WHAT YOU HAVE TO DO = Retype all the records with nothing changed.

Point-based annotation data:
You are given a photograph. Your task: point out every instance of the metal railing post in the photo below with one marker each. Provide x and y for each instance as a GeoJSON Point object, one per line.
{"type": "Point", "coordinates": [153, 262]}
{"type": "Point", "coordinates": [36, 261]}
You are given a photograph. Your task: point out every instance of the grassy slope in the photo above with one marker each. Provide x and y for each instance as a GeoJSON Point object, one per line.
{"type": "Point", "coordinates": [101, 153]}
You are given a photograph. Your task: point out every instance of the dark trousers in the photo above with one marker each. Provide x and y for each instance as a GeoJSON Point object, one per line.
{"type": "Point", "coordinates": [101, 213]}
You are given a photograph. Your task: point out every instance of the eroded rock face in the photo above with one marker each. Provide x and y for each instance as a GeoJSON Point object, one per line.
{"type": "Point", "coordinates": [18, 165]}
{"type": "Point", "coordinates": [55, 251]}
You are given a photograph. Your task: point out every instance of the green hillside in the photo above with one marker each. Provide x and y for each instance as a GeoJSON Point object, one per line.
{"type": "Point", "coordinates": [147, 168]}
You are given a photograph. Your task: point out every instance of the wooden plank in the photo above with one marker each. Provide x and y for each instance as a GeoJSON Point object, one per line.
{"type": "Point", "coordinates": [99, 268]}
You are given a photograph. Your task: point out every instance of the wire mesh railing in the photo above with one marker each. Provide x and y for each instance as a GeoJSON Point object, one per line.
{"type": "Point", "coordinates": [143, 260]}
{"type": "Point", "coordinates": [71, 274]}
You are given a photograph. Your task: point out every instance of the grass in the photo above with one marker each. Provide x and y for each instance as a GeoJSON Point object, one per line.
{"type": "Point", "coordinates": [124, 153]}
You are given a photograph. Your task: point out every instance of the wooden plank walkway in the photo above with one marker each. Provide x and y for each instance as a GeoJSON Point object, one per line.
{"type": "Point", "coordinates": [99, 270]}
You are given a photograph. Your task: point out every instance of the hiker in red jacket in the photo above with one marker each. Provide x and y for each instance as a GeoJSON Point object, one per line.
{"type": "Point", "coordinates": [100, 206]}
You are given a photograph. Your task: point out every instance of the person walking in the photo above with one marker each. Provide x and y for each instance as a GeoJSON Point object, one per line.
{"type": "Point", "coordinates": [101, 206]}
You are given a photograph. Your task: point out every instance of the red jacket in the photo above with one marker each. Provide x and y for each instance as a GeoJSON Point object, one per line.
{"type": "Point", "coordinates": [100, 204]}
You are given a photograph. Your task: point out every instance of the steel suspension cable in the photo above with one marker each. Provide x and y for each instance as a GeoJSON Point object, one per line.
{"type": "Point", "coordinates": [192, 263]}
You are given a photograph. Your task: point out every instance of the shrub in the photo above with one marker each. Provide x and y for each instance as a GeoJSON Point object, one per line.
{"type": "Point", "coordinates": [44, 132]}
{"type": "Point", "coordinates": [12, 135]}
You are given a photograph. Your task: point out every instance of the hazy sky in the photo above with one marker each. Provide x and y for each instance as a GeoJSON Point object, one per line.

EXERCISE RESULT =
You are given a photograph. Your task: point out every instance of the metal railing post in the photo below with one marker each. Provide x and y for each instance as a GeoJSON Point object, one per line.
{"type": "Point", "coordinates": [153, 262]}
{"type": "Point", "coordinates": [36, 261]}
You are given a photograph. Your task: point out every instance of the grassy slope in the photo above with one marker each. Provide x and y for each instance as a GeoJSON Point object, one per line.
{"type": "Point", "coordinates": [101, 153]}
You are given a photograph. Your task: point out every instance of the dark trousers in the photo above with one marker each. Provide x and y for each instance as a GeoJSON Point object, one per line.
{"type": "Point", "coordinates": [101, 213]}
You are given a photograph. Your task: point out every instance of the eroded rock face in the photo above with one marker each. Provide x and y for each instance as a GeoJSON Point object, one per line.
{"type": "Point", "coordinates": [18, 165]}
{"type": "Point", "coordinates": [55, 251]}
You are given a photograph. Your task: point out every instance of the green hillside in the photo above with one marker each. Provide x and y for each instance as a GeoJSON Point object, one per line.
{"type": "Point", "coordinates": [147, 168]}
You are given a photograph. Your task: point out every instance of the wooden plank in the photo above with one marker each. Provide x and y for each instance as a GeoJSON Point object, one per line.
{"type": "Point", "coordinates": [99, 268]}
You are given a photograph. Your task: point out every instance of the wire mesh railing in the photo above with one marker each. Provide x and y for each instance as a GeoJSON Point object, one per line.
{"type": "Point", "coordinates": [143, 260]}
{"type": "Point", "coordinates": [71, 274]}
You are given a photograph. Your task: point out every instance of the grass in the photo above with one marker each. Provide x and y for each instance as a GeoJSON Point object, one per line.
{"type": "Point", "coordinates": [124, 153]}
You are given a photograph. Your task: point out every instance of the wooden plank walkway in the photo above with one marker each. Provide x and y for each instance as a GeoJSON Point object, one per line.
{"type": "Point", "coordinates": [99, 270]}
You are given a photograph. Your task: point out every instance of the hiker in red jacket in the photo above with one marker each. Provide x and y for each instance as a GeoJSON Point object, one per line.
{"type": "Point", "coordinates": [100, 206]}
You are given a photograph. Your task: point out every instance of the person walking in the photo above with one marker each. Provide x and y for each instance as a GeoJSON Point object, one per line.
{"type": "Point", "coordinates": [101, 206]}
You are given a photograph. Your task: point out every instance of the red jacket in the photo above with one marker each. Provide x and y for each instance as a GeoJSON Point object, one per line.
{"type": "Point", "coordinates": [100, 204]}
You are given a photograph. Your task: point out every instance of the steel suspension cable in the photo above with one marker each. Provide x and y for each instance as a GeoJSON Point object, one per line.
{"type": "Point", "coordinates": [192, 263]}
You are given a photograph. Your task: point out every instance of the shrub in the photo above with one marker each. Provide x and y for each instance as a GeoJSON Point object, one per line.
{"type": "Point", "coordinates": [44, 132]}
{"type": "Point", "coordinates": [12, 135]}
You are given a photograph. Your task: point out every instance of the hazy sky in the photo above with one marker each. Provide x and y for each instance as a GeoJSON Point object, one per line.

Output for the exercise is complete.